───── Supplied data
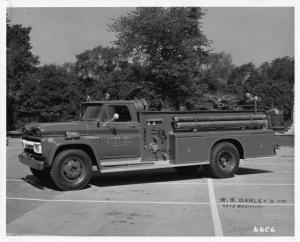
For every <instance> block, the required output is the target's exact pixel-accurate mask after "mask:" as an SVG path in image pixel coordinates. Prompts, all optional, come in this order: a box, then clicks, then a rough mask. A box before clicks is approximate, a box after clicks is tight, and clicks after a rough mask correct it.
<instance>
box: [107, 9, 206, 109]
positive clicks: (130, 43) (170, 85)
mask: <svg viewBox="0 0 300 242" xmlns="http://www.w3.org/2000/svg"><path fill="white" fill-rule="evenodd" d="M202 16H203V12H202V9H201V8H195V7H193V8H137V9H136V10H135V11H133V12H131V13H129V14H128V15H127V16H122V17H119V18H117V19H115V20H114V21H113V23H112V24H111V25H110V26H109V28H110V30H111V31H114V32H115V33H116V35H117V41H116V42H115V44H116V45H117V46H118V47H119V48H120V49H121V50H122V52H123V53H125V54H126V55H128V56H129V59H130V60H132V62H133V63H135V62H138V63H139V64H141V65H144V66H147V68H148V72H149V75H151V78H150V79H149V81H150V82H152V84H150V86H153V87H155V92H156V99H160V100H162V102H163V104H164V106H165V107H168V106H173V107H176V108H178V107H179V104H180V103H182V102H184V100H186V99H187V98H188V97H190V95H191V94H192V93H193V91H194V90H193V89H192V87H193V83H192V81H193V80H194V77H195V76H196V75H197V73H198V71H199V66H200V65H201V64H202V63H203V62H204V61H205V59H206V57H207V53H208V51H207V50H206V48H207V47H208V46H209V43H208V40H207V38H206V37H205V35H204V34H203V33H202V31H201V30H200V20H201V18H202Z"/></svg>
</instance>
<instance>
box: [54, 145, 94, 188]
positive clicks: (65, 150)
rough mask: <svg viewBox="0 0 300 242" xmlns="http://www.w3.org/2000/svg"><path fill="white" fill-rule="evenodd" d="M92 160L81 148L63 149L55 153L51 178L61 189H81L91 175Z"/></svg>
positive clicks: (91, 167)
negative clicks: (57, 154)
mask: <svg viewBox="0 0 300 242" xmlns="http://www.w3.org/2000/svg"><path fill="white" fill-rule="evenodd" d="M92 172H93V168H92V161H91V159H90V157H89V156H88V154H87V153H85V152H84V151H82V150H75V149H74V150H64V151H62V152H61V153H59V154H58V155H57V157H56V158H55V160H54V162H53V165H52V168H51V172H50V175H51V178H52V180H53V181H54V183H55V184H56V185H57V186H58V187H59V188H60V189H61V190H78V189H83V188H84V187H86V186H87V184H88V183H89V181H90V179H91V177H92Z"/></svg>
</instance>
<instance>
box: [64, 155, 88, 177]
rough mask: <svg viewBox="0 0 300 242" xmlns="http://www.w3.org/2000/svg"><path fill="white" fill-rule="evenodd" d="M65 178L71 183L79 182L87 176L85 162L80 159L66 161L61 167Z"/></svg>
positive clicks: (72, 159)
mask: <svg viewBox="0 0 300 242" xmlns="http://www.w3.org/2000/svg"><path fill="white" fill-rule="evenodd" d="M61 174H62V176H63V178H64V179H65V180H67V181H69V182H78V181H80V180H81V179H82V178H83V177H84V175H85V169H84V164H83V161H82V160H81V159H80V158H78V157H71V158H68V159H66V160H65V161H64V162H63V164H62V166H61Z"/></svg>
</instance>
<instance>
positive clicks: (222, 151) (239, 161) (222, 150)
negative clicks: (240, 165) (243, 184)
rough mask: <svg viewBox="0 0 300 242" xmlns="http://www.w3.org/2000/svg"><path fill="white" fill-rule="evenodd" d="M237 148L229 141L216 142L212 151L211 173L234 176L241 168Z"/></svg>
mask: <svg viewBox="0 0 300 242" xmlns="http://www.w3.org/2000/svg"><path fill="white" fill-rule="evenodd" d="M239 163H240V157H239V152H238V150H237V148H236V147H235V146H234V145H233V144H232V143H229V142H222V143H219V144H216V145H215V146H214V147H213V148H212V150H211V153H210V164H209V170H210V173H211V174H212V175H213V176H214V177H217V178H227V177H233V176H234V174H235V172H236V171H237V170H238V168H239Z"/></svg>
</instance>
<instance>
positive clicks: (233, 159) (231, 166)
mask: <svg viewBox="0 0 300 242" xmlns="http://www.w3.org/2000/svg"><path fill="white" fill-rule="evenodd" d="M218 161H219V166H220V167H221V168H222V169H224V170H227V171H231V170H232V169H233V168H234V163H235V162H234V156H233V154H232V153H231V152H230V151H227V150H226V151H222V152H221V153H220V155H219V158H218Z"/></svg>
──────────
- _Problem to work on_
Each entry is to be returned precisely as it appears, but the pictures are to be dropped.

- _Exercise result_
For every <instance> block, the required output is the target's exact pixel-accurate mask after "mask:" as an SVG path in image pixel coordinates. Prompts, all optional, come in this order: a box, then clicks, then a rough mask. A box before clicks is approximate, a box after clicks is tight, and clicks after a rough mask correct it.
<instance>
box: [107, 9, 206, 109]
positive clicks: (130, 43) (170, 85)
mask: <svg viewBox="0 0 300 242" xmlns="http://www.w3.org/2000/svg"><path fill="white" fill-rule="evenodd" d="M202 16H203V12H202V9H201V8H195V7H193V8H137V9H136V10H135V11H133V12H131V13H129V14H128V15H127V16H122V17H119V18H117V19H115V20H114V21H113V23H112V24H111V25H110V26H109V28H110V30H111V31H114V32H115V33H116V35H117V41H116V42H115V44H116V45H117V46H118V47H119V48H120V49H121V50H122V52H123V53H125V54H126V55H128V56H129V59H130V60H132V62H133V63H135V62H138V63H139V64H141V65H144V66H147V68H148V72H149V75H151V78H150V79H149V81H150V82H152V84H150V86H153V87H155V92H156V99H160V100H162V102H163V104H164V106H165V107H168V106H173V107H176V108H178V107H179V104H180V103H182V102H184V100H186V99H187V98H188V97H190V95H191V94H192V93H193V91H194V90H193V89H192V87H193V83H192V81H193V80H194V77H195V76H196V75H197V73H198V71H199V66H200V65H201V64H202V63H203V62H204V61H205V59H206V57H207V53H208V51H207V50H206V48H207V47H208V46H209V43H208V40H207V38H206V37H205V35H204V34H203V33H202V31H201V30H200V20H201V18H202Z"/></svg>
</instance>
<instance>
box: [54, 145, 94, 188]
positive clicks: (65, 150)
rough mask: <svg viewBox="0 0 300 242" xmlns="http://www.w3.org/2000/svg"><path fill="white" fill-rule="evenodd" d="M92 160L81 148L63 149L55 153L51 178L61 189H81L91 175Z"/></svg>
positive clicks: (91, 167)
negative clicks: (57, 154)
mask: <svg viewBox="0 0 300 242" xmlns="http://www.w3.org/2000/svg"><path fill="white" fill-rule="evenodd" d="M92 172H93V168H92V161H91V159H90V157H89V156H88V154H87V153H85V152H84V151H82V150H75V149H74V150H64V151H62V152H61V153H59V154H58V155H57V157H56V158H55V160H54V162H53V165H52V168H51V172H50V175H51V178H52V180H53V181H54V183H55V184H56V185H57V186H58V187H59V188H60V189H61V190H78V189H83V188H84V187H86V186H87V184H88V183H89V181H90V179H91V177H92Z"/></svg>
</instance>
<instance>
box: [64, 155, 88, 177]
rough mask: <svg viewBox="0 0 300 242" xmlns="http://www.w3.org/2000/svg"><path fill="white" fill-rule="evenodd" d="M65 178L71 183L79 182L87 176L85 162L80 159L66 161L61 167Z"/></svg>
positive clicks: (72, 159)
mask: <svg viewBox="0 0 300 242" xmlns="http://www.w3.org/2000/svg"><path fill="white" fill-rule="evenodd" d="M61 174H62V176H63V178H64V179H65V180H67V181H69V182H78V181H80V180H81V179H82V178H83V177H84V175H85V169H84V164H83V161H82V160H81V159H80V158H78V157H71V158H68V159H66V160H65V161H64V162H63V164H62V166H61Z"/></svg>
</instance>
<instance>
positive clicks: (222, 151) (239, 161) (222, 150)
negative clicks: (240, 165) (243, 184)
rough mask: <svg viewBox="0 0 300 242" xmlns="http://www.w3.org/2000/svg"><path fill="white" fill-rule="evenodd" d="M237 148L229 141L216 142L212 151L211 173L234 176L241 168Z"/></svg>
mask: <svg viewBox="0 0 300 242" xmlns="http://www.w3.org/2000/svg"><path fill="white" fill-rule="evenodd" d="M239 163H240V157H239V152H238V150H237V148H236V147H235V146H234V145H233V144H232V143H229V142H222V143H219V144H216V145H215V146H214V147H213V148H212V150H211V153H210V164H209V170H210V173H211V174H212V175H213V176H214V177H217V178H227V177H233V176H234V174H235V172H236V171H237V170H238V168H239Z"/></svg>
</instance>
<instance>
positive clicks: (233, 159) (231, 166)
mask: <svg viewBox="0 0 300 242" xmlns="http://www.w3.org/2000/svg"><path fill="white" fill-rule="evenodd" d="M218 161H219V166H220V167H221V168H222V169H224V170H227V171H231V170H232V169H233V168H234V163H235V162H234V156H233V154H232V153H231V152H230V151H227V150H226V151H222V152H221V153H220V155H219V158H218Z"/></svg>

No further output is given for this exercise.